TO DO
All the data should be repeated exactly. Any image in it is left out.

--- begin ENTRIES ---

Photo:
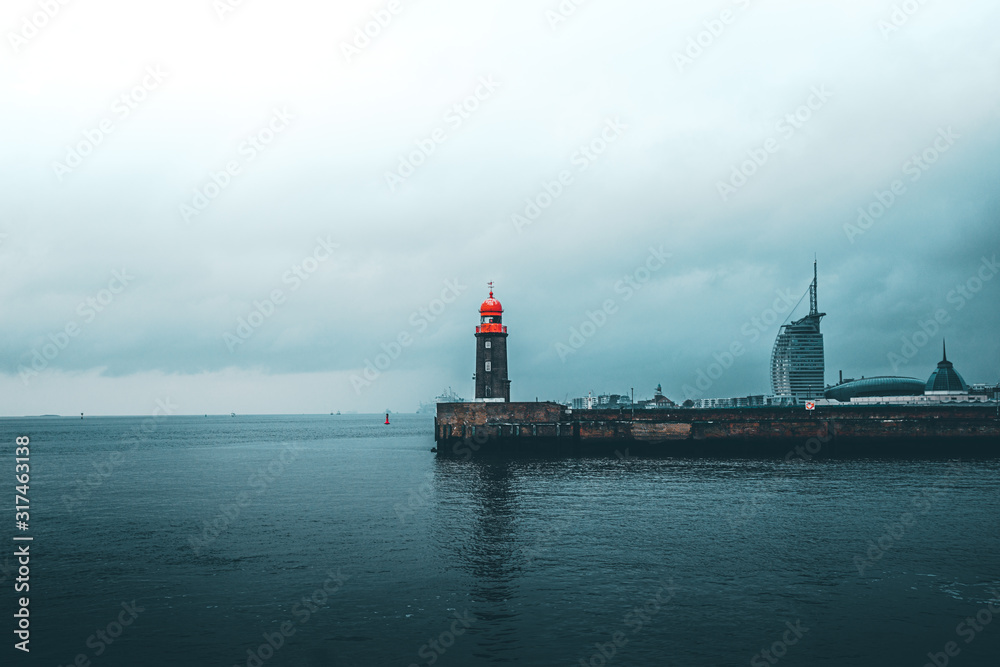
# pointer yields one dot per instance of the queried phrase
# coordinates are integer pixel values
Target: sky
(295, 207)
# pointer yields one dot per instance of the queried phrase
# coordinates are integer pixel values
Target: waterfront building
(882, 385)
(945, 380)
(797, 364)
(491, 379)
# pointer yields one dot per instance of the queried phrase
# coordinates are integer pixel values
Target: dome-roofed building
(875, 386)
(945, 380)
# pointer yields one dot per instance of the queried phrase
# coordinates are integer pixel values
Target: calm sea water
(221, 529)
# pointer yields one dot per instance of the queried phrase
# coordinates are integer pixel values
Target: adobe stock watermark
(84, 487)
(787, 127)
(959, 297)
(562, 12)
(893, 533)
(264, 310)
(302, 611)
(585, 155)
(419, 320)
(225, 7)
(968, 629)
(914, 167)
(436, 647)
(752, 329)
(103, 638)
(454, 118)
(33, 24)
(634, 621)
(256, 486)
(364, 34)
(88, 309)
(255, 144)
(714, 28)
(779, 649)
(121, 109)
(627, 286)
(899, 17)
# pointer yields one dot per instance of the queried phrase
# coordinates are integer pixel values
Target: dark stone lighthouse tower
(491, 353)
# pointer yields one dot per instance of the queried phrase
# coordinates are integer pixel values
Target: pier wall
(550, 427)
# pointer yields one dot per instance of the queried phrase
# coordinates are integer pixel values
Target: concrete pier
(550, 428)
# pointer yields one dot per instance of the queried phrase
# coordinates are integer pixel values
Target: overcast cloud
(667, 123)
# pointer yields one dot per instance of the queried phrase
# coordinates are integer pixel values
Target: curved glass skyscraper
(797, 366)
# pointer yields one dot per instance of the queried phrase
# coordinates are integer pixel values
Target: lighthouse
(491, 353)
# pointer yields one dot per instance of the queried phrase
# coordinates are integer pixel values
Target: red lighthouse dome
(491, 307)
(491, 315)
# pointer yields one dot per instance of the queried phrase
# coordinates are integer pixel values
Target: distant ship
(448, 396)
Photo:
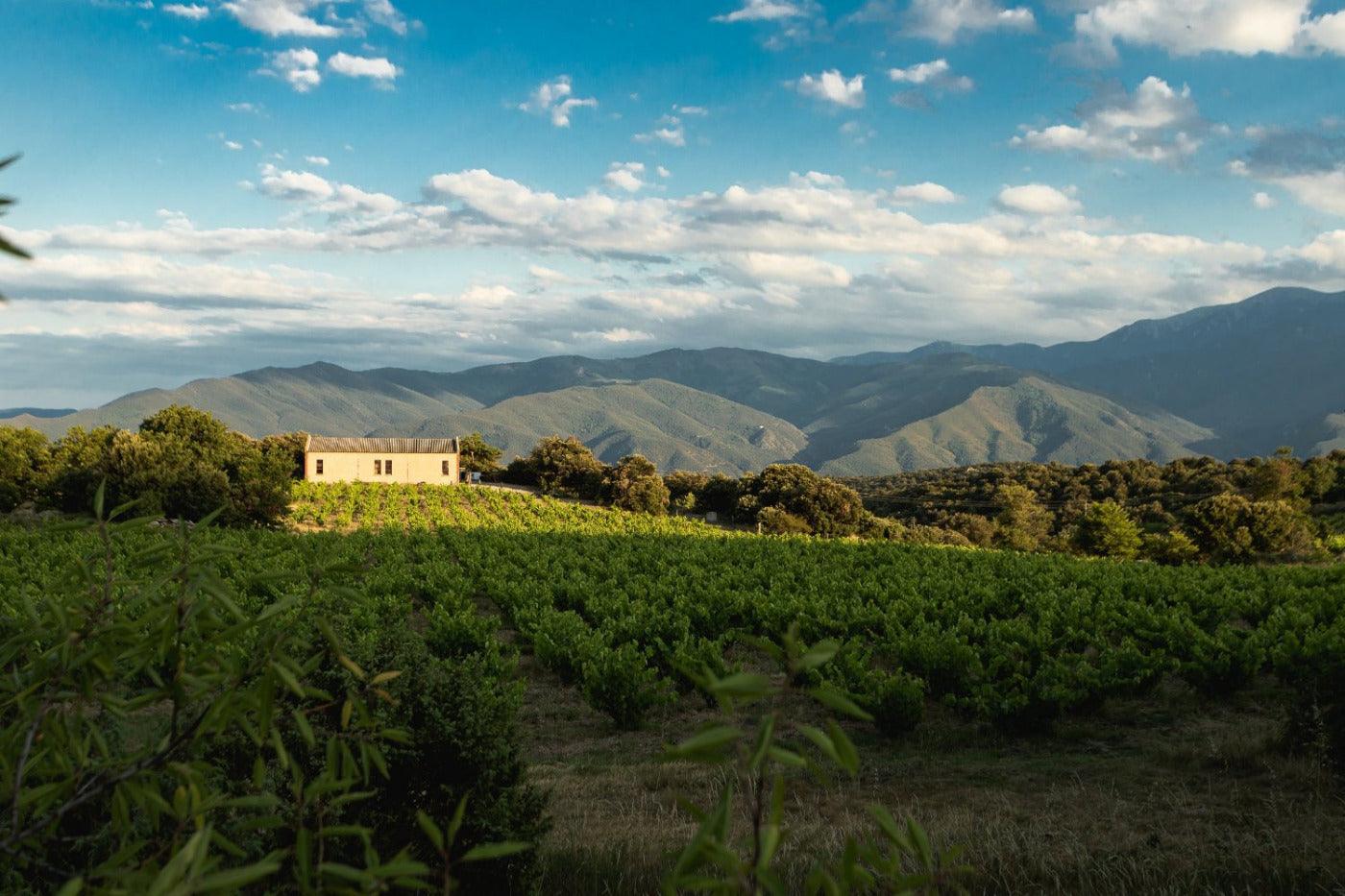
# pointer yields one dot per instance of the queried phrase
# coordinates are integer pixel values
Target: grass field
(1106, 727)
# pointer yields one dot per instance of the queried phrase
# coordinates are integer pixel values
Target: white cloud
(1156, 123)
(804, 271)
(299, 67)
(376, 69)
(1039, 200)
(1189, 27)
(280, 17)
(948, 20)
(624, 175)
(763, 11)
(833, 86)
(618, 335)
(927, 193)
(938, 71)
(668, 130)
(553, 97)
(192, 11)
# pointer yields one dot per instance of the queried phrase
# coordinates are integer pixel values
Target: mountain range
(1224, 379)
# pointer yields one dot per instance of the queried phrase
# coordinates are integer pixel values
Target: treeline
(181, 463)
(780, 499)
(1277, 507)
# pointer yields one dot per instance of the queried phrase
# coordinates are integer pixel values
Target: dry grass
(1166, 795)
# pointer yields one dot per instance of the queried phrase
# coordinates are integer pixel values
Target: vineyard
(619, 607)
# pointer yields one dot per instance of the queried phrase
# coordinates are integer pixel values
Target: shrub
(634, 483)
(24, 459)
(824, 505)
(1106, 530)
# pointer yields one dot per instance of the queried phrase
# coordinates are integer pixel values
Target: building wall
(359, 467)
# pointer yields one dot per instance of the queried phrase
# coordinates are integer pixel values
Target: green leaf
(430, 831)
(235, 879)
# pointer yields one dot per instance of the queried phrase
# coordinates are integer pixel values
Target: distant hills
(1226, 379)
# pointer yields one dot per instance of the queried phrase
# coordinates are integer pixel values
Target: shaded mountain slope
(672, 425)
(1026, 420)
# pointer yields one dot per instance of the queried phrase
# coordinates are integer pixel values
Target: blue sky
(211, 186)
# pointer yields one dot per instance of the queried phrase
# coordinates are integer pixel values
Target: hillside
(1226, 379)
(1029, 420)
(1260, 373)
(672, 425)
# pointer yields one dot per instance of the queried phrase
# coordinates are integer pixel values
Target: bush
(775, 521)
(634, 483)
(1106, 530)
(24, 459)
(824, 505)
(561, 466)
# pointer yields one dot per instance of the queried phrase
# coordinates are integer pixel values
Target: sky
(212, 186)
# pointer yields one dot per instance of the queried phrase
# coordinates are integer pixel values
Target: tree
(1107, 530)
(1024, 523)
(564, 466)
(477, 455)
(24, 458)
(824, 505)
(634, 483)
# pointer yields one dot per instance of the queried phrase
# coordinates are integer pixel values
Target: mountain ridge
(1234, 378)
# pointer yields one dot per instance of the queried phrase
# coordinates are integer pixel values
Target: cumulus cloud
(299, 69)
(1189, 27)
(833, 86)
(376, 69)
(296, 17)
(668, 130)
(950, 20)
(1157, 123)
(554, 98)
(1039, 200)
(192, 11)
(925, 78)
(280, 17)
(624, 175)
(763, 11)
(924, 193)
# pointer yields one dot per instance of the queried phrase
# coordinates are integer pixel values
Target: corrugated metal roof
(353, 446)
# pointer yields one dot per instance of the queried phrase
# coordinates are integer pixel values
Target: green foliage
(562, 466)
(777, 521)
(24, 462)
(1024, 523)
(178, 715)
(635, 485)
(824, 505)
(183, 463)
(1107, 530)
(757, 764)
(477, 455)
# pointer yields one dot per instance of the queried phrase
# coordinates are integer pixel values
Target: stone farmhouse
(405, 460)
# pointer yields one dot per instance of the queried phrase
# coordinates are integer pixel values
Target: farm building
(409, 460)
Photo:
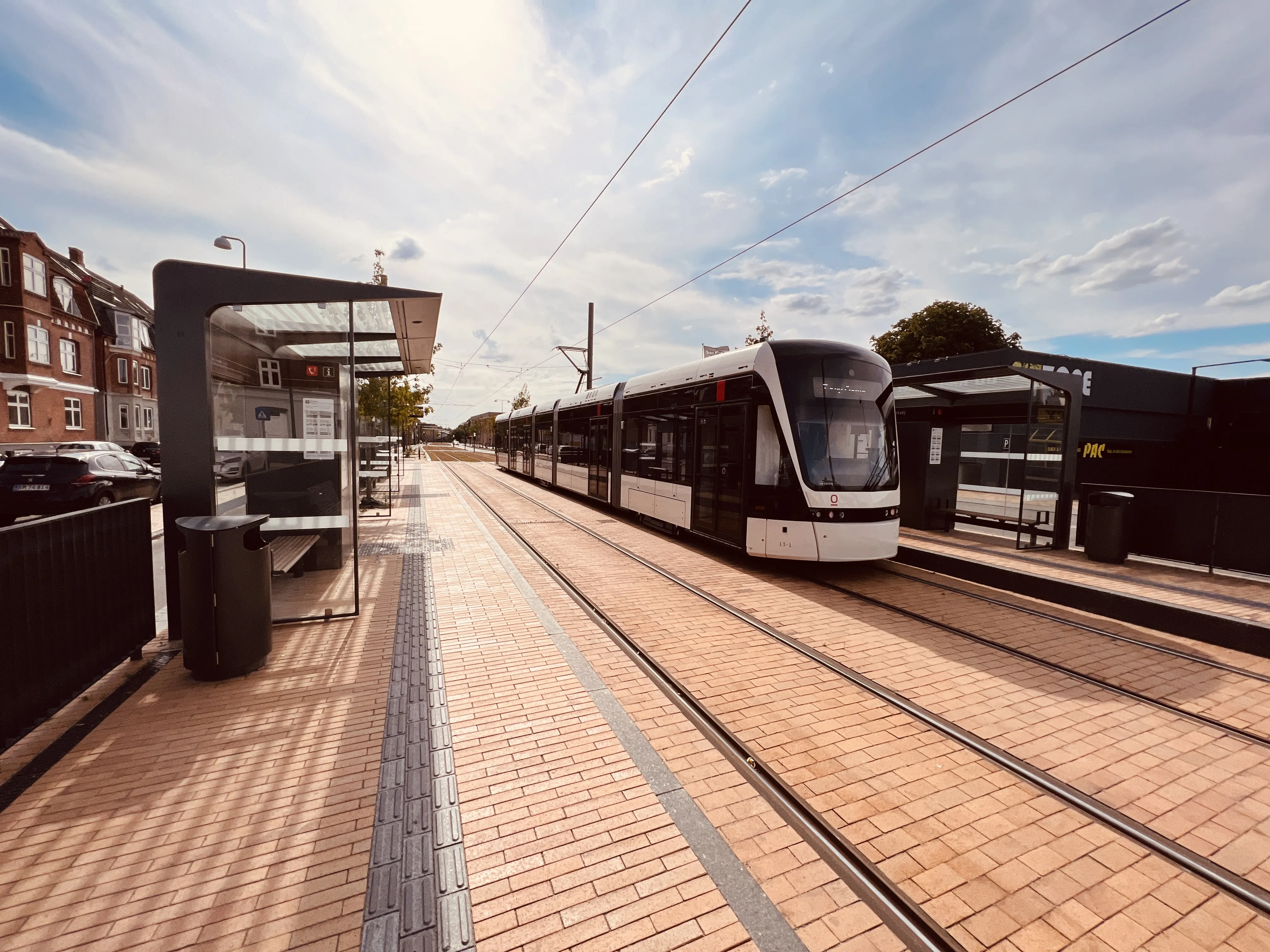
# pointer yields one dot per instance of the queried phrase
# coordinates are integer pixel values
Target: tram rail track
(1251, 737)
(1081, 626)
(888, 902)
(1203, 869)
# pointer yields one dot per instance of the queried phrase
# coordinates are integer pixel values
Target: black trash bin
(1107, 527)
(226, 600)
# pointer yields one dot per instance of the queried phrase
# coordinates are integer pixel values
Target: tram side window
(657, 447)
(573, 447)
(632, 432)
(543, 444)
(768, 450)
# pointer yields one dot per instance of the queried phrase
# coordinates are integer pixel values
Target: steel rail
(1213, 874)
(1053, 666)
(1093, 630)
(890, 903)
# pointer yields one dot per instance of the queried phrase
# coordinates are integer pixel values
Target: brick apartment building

--- end ENTRIES ---

IN RESPONSE
Photo:
# pointer yields one dot per instance of the queried phrase
# coordinates are integer pixel values
Target: sky
(295, 207)
# pointer yields one dot per instance of the queried phrase
# coordinates are integer pixel values
Target: waterfront building
(882, 385)
(945, 380)
(797, 364)
(491, 379)
# pointer yields one dot per instance of the queried phrase
# coordinates are integer pixel values
Target: dome-roofed building
(875, 386)
(945, 380)
# pointer yields one dot per instance of the queried phrase
# coordinates are integer pixel values
Target: calm sea water
(221, 529)
# pointer yields one dot per instance of the queried phrase
# coordinates are integer pixel values
Target: adobe stock watermark
(84, 487)
(787, 127)
(959, 297)
(562, 12)
(893, 533)
(264, 310)
(302, 611)
(585, 155)
(419, 320)
(225, 7)
(968, 629)
(914, 167)
(436, 647)
(752, 329)
(103, 638)
(454, 118)
(33, 24)
(634, 621)
(256, 486)
(364, 34)
(88, 309)
(255, 144)
(714, 28)
(779, 649)
(121, 109)
(627, 286)
(899, 17)
# pointer yields one dot per instance of the queried phrase
# coordinates are integer pixel values
Target: dark stone lighthouse tower
(491, 353)
# pointer yields one dot per instance of the queried phrase
# coordinates are integer pixel values
Target: pier wall
(550, 427)
# pointer yields one dot per instance of the queried phrase
# coordinates are integer pixel values
Target: concrete pier
(550, 428)
# pointer yields one dot per instance of the queried phrase
# coordinates are integer pixel values
Target: overcast cloud
(667, 123)
# pointer yields one dot per instance of the queried phrase
# coordinates are integer pixel values
Target: curved glass skyscraper
(797, 366)
# pointer yields one dot per instance of the queried phrase
# coordinates are integer pixel values
Target: lighthouse
(491, 353)
# pointer yields one dot per instance of the queried phrase
# coordinates are integer pixel values
Target: red lighthouse dome
(491, 307)
(491, 315)
# pointer yields one dot per instance of the queried phrase
# coordinates are integer pixel values
Target: distant ship
(448, 396)
Photo:
# pointer yields one dot per instance of the queried phrase
# coordinates are integer pixel values
Target: grass field
(1106, 727)
# pointer yields one dot per instance of the queried phrase
# coordinates are integer pixel values
Target: white cloud
(1156, 123)
(804, 271)
(299, 67)
(376, 69)
(1039, 200)
(1189, 27)
(280, 17)
(948, 20)
(624, 175)
(763, 11)
(833, 86)
(618, 335)
(927, 193)
(938, 71)
(668, 130)
(553, 97)
(192, 11)
# pointer yields one dot per instance of the queried phrase
# coordinates are integer pixel values
Target: mountain range
(1224, 379)
# pointer yields one dot per instance of the queried phrase
# coordinates are integer pixel values
Target: treeline
(181, 463)
(780, 499)
(1277, 507)
# pointer yields one dot per instance of the queried phrase
# coordinates are integer pixel values
Target: dry grass
(1166, 795)
# pointer yields one dot per instance of the queried phrase
# coordinates are integer pixel values
Target: vineyard
(619, 607)
# pointer yields one dot per instance of the queried phrase
# coordinates are integer pixel values
Target: shrub
(634, 483)
(24, 459)
(824, 505)
(1106, 530)
# pointer yields one dot per instance of the queried phrase
# coordinates are integer pixel values
Target: building wall
(359, 467)
# pointer yields one dot per instance of the queried phrase
# coordinates are integer pixel values
Target: green leaf
(430, 831)
(235, 879)
# pointer yields one dot per instance of the queried phrase
# coordinates are integer pixel values
Target: distant hills
(1226, 379)
# pointer yields one dot per instance of the queried phrase
# coordinates are integer pixel values
Target: shaded mountain slope
(672, 425)
(1026, 420)
# pointer yields one dot per instance of the queried phrase
# coordinates are integer pixel values
Target: blue sky
(211, 186)
# pointer yields one dot per instance of the queried phrase
# coordinates are integer pixel values
Target: hillside
(1226, 379)
(1029, 420)
(1260, 373)
(672, 425)
# pointer yields one dot per instance of the queried phrase
# coordinates are integer pixel values
Target: bush
(775, 521)
(634, 483)
(1106, 530)
(24, 459)
(824, 505)
(561, 466)
# pointer yields one dot per instance of the queried phrase
# coordinates are integer pixel values
Target: sky
(212, 186)
# pointer yields one dot per instance of the queried phrase
# coordinates are integer pixel values
Target: tree
(1107, 530)
(1024, 523)
(564, 466)
(477, 455)
(24, 458)
(824, 505)
(634, 483)
# pointer yields one dot per instance of the queried phrase
# coordinates are integer pixel values
Target: mountain ridge
(1234, 378)
# pointer yields one dot per instance of the queried phrase
# coordinates are integer pixel values
Target: cumulus cloud
(299, 69)
(1189, 27)
(833, 86)
(376, 69)
(296, 17)
(668, 130)
(950, 20)
(1157, 123)
(554, 98)
(1039, 200)
(192, 11)
(925, 78)
(280, 17)
(624, 175)
(763, 11)
(924, 193)
# pointer yields one dot per instance of the queried phrase
# coordinates are integer pixel values
Target: corrugated metal roof
(353, 446)
# pointer yields one dot per instance of the queried phrase
# coordinates are integer pixel values
Target: green foliage
(562, 466)
(777, 521)
(24, 462)
(1024, 523)
(178, 715)
(635, 485)
(824, 505)
(183, 463)
(1107, 530)
(757, 764)
(477, 455)
# pointer yields one dot per instance of the queried phrase
# coordinates are integer pixel values
Target: stone farmhouse
(405, 460)
# pointer yields one dot per instance of the queried phrase
# coordinates are integer pixel values
Target: farm building
(409, 460)
Photo:
# pointer yields one dot per instance of the queried phrase
# coordinates are integer pixel values
Target: tram rail track
(1251, 737)
(1081, 626)
(888, 902)
(1203, 869)
# pointer yields one dot per instance of the queried phrase
# coordinates are integer pixel values
Target: black trash bin
(1107, 527)
(226, 600)
# pointer yields one dot per instance of the queried phrase
# coordinates are integer pixel values
Target: tram side window
(657, 447)
(573, 447)
(632, 432)
(543, 444)
(768, 450)
# pointer yields one dot per instance of the queried phrase
# coordinates are integer pixel values
Target: steel rail
(1213, 874)
(1053, 666)
(1093, 630)
(890, 903)
# pointer yields one dot per instance of the queried phrase
# coordinates are integer pixel values
Target: brick apartment building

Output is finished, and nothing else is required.